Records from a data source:
• • • • • • •

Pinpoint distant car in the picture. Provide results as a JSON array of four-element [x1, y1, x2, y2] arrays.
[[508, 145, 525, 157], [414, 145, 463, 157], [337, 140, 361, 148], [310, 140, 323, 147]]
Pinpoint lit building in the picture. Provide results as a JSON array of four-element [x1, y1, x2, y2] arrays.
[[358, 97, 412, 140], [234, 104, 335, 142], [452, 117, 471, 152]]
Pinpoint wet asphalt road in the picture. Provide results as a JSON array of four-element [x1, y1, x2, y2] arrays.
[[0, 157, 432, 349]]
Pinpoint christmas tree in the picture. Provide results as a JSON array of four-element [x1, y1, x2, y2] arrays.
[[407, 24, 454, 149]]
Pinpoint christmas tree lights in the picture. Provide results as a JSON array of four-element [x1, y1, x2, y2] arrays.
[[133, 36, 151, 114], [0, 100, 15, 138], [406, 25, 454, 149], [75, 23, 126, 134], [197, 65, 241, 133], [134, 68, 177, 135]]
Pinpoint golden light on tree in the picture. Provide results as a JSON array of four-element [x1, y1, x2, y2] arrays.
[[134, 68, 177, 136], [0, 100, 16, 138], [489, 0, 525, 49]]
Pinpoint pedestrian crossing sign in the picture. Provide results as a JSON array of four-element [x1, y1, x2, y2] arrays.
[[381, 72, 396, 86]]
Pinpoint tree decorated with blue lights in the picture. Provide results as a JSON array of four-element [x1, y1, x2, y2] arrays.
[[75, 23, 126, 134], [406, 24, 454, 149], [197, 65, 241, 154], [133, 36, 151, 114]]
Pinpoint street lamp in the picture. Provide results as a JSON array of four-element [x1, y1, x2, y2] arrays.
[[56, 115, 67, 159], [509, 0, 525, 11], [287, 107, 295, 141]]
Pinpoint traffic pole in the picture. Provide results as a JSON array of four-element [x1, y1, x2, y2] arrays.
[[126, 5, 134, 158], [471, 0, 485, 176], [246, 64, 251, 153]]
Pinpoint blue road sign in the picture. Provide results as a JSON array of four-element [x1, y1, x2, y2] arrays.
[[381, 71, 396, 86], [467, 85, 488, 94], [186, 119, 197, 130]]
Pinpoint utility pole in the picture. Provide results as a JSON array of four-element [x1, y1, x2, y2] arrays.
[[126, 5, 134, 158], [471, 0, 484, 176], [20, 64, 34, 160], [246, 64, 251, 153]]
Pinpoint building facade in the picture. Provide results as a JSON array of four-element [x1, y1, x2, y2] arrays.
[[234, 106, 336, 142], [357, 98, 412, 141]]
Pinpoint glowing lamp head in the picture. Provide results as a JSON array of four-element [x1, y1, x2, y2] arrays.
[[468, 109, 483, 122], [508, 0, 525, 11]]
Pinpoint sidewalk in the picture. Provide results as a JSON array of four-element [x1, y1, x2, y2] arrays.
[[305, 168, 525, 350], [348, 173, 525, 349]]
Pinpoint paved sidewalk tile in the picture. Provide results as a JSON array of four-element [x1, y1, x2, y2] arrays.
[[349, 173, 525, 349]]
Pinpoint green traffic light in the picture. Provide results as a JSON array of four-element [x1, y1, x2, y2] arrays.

• • • • • • •

DIRECTION
Format every line of the listing above as a numbered list, leaving out any blank lines.

RESPONSE TO THIS EXERCISE
1. Pinpoint distant car in the picture. Provide results as a JSON array of four-element [x1, y1, x2, y2] arrays.
2. [[508, 145, 525, 157], [414, 145, 463, 157], [337, 140, 361, 148], [310, 140, 323, 147]]
3. Pinpoint lit building in the picture. Provide results as a JSON array of four-element [x1, y1, x2, y2] arrays.
4. [[358, 97, 412, 140], [234, 104, 335, 142], [452, 117, 471, 152]]
5. Pinpoint wet asphalt road in the picture. Provide results as a JSON array of four-element [x1, y1, x2, y2] arrays.
6. [[0, 157, 432, 349]]
7. Pinpoint christmas tree in the picture. Provide results as a JSON array of four-element [x1, y1, x2, y2] arrays.
8. [[407, 24, 454, 149]]
9. Pinpoint christmas tree lights in the picture. Provide results as a JSON array of four-element [x1, y1, x2, y2] arrays.
10. [[133, 36, 151, 114], [0, 100, 15, 138], [406, 25, 454, 149], [75, 23, 126, 134], [197, 65, 241, 133], [134, 68, 177, 135]]
11. Pinpoint golden light on tree in the picture. Provide results as a JSON array of four-element [x1, y1, x2, y2] arrays.
12. [[134, 68, 177, 136], [0, 100, 16, 138], [489, 0, 525, 49]]
13. Pinpoint pedestrian crossing sign in the picture. Provide results as a JSON array of four-element [x1, y1, x2, y2] arrays.
14. [[381, 72, 396, 86]]
15. Pinpoint tree decorated with blue lights in the picture. Provide results as a JSON array of four-element [x1, y1, x2, y2] arrays.
16. [[75, 23, 126, 134], [406, 24, 454, 149], [197, 65, 241, 154], [133, 36, 151, 114]]
17. Pinpoint street lamp in the picture. Provide results as a JSON array of four-element [x1, y1, x2, y2] arrays.
18. [[56, 115, 67, 159], [509, 0, 525, 11], [287, 107, 295, 141]]
19. Pinpoint traffic pole in the picture. Provide results as a JSON array of four-element [x1, y1, x2, y2] arrays.
20. [[126, 5, 134, 158], [471, 0, 485, 176], [246, 64, 251, 153]]
21. Pinpoint blue road sign in the picture. Provide results as a JSON array of four-element [x1, y1, x2, y2] arrays.
22. [[381, 71, 396, 86], [467, 85, 488, 94], [186, 119, 197, 130]]
23. Pinpoint utility pole in the picture. Provide results as a JSON array of four-element [x1, y1, x2, y2] arrays.
24. [[126, 5, 134, 158], [471, 0, 484, 176], [20, 64, 34, 160], [246, 64, 251, 153]]
25. Pinpoint building facade in the picture. Provide results as a JSON array of four-element [x1, y1, x2, y2] arrays.
26. [[234, 106, 336, 142], [357, 98, 412, 141]]
27. Pinpoint glowing lamp head in the picture. Provide results as a JSON array of four-element [x1, y1, x2, y2] arrays.
28. [[468, 109, 483, 122], [508, 0, 525, 11]]
29. Pinpoint sidewalk in the picture. Provide results as a JSON array of four-element [x1, y1, x2, y2] arrays.
30. [[305, 168, 525, 350], [348, 173, 525, 349]]
31. Pinpoint paved sidewalk tile in the picture. Provide results as a JSON array of four-element [x1, y1, x2, y2] arrays.
32. [[349, 173, 525, 349]]
33. Pinpoint green traffic light in the picture. Provide results as a JSON array of four-element [x1, y1, x2, y2] arrays.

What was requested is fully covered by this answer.